*** Opening of Provided passage ***
Monday, September 5, 2016

Dishing It Out

As modern conveniences go, I think the dishwasher is really the overlooked work-horse/miracle of the latter half of the twentieth century. Sure, washing dishes isn't that difficult or time consuming, but as any siblings that grew up without a dishwashing machine know, there are few occasions that bring boredom and resentment into a toxic half-hour quite like being made to wash and dry the dishes together. It can bring you closer, that quiet time alone in the kitchen to chat and pass the time, or, more likely, foments a bitter contest of wills that will fester into a lifetime spiteful resentment, which usually only ends when one of you moves out.
*** Close of Provided passage ***
= Task list =
1/ According to the passage about dishwashers, why is the dishwasher such an important convenience even though washing dishes by hand is neither hard nor slow? Answer in one to three sentences.
2/ Continue the passage about dishwashers, starting after its last sentence.
The material that comes next is separate and has no connection to the dishwasher passage.
*** Opening of Data for review ***
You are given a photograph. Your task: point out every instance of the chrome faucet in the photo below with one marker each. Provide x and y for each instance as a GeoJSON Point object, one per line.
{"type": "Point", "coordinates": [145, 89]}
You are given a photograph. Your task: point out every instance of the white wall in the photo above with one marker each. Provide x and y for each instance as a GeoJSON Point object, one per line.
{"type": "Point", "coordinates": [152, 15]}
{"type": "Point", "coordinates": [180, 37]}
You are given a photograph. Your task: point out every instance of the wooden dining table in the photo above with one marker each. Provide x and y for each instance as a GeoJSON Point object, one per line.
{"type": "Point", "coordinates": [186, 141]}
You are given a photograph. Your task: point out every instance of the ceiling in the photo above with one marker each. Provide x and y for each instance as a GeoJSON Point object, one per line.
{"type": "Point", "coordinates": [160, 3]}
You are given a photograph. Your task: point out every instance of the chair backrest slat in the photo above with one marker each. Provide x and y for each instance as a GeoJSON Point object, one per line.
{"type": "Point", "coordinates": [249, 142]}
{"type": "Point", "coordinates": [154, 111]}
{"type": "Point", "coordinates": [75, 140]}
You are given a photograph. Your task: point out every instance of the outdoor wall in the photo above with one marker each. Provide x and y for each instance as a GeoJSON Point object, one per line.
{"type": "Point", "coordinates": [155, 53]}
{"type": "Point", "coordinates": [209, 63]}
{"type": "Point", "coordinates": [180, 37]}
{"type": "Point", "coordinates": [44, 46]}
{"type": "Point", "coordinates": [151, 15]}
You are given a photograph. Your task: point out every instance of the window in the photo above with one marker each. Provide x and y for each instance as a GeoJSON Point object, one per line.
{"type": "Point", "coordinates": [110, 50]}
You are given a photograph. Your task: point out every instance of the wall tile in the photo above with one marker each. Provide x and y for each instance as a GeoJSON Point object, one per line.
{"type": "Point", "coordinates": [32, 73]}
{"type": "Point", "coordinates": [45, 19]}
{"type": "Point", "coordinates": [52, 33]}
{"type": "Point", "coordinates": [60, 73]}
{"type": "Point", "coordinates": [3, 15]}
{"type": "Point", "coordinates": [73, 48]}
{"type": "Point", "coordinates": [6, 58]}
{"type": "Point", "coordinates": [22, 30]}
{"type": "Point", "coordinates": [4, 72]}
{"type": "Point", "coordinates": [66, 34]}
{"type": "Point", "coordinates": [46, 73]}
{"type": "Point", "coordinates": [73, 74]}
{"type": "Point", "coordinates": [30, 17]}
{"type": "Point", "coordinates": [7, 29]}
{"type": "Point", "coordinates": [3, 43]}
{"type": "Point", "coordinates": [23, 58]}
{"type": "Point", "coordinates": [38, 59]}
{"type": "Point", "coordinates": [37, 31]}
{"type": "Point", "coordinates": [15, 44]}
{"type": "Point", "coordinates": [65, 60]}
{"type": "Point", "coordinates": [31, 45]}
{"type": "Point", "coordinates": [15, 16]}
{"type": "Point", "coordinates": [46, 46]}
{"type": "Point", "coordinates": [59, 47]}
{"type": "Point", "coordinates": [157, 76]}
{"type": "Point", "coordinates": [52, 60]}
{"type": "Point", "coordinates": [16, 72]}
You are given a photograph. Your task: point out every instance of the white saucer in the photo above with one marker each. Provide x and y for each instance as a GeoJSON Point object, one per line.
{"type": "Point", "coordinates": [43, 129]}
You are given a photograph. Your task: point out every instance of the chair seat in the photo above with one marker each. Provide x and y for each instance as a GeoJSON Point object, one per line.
*** Close of Data for review ***
= Exercise results =
1/ Without a dishwasher, siblings are made to wash and dry the dishes together, which fills a toxic half-hour with boredom and resentment. That chore more often feeds a bitter contest of wills than brings them closer, and the resentment can last until one of them moves out.

2/
My family got a dishwasher when we moved into a house that had one, in 1973. Before this, my parents did not  make my brother and I wash or dry the dishes after dinner, reasoning that it was faster, cheaper and easier on everyone if they did not. But we were all still thrilled to have a dishwasher. I'm pretty sure my mother bought the house for that alone. And dishwashers were not a ubiquitous thing in 1973; our Harvest Gold specimen was still worthy of note at that time. Consumer goods changed quickly in the 70s, and pretty soon dishwashers were standard. 
And I grew up in a house with a dishwasher and took it totally for granted.

The Mister did not grow up in a house with a dishwasher, and our first house when we got married did not have a dishwasher, either. You see where this is going?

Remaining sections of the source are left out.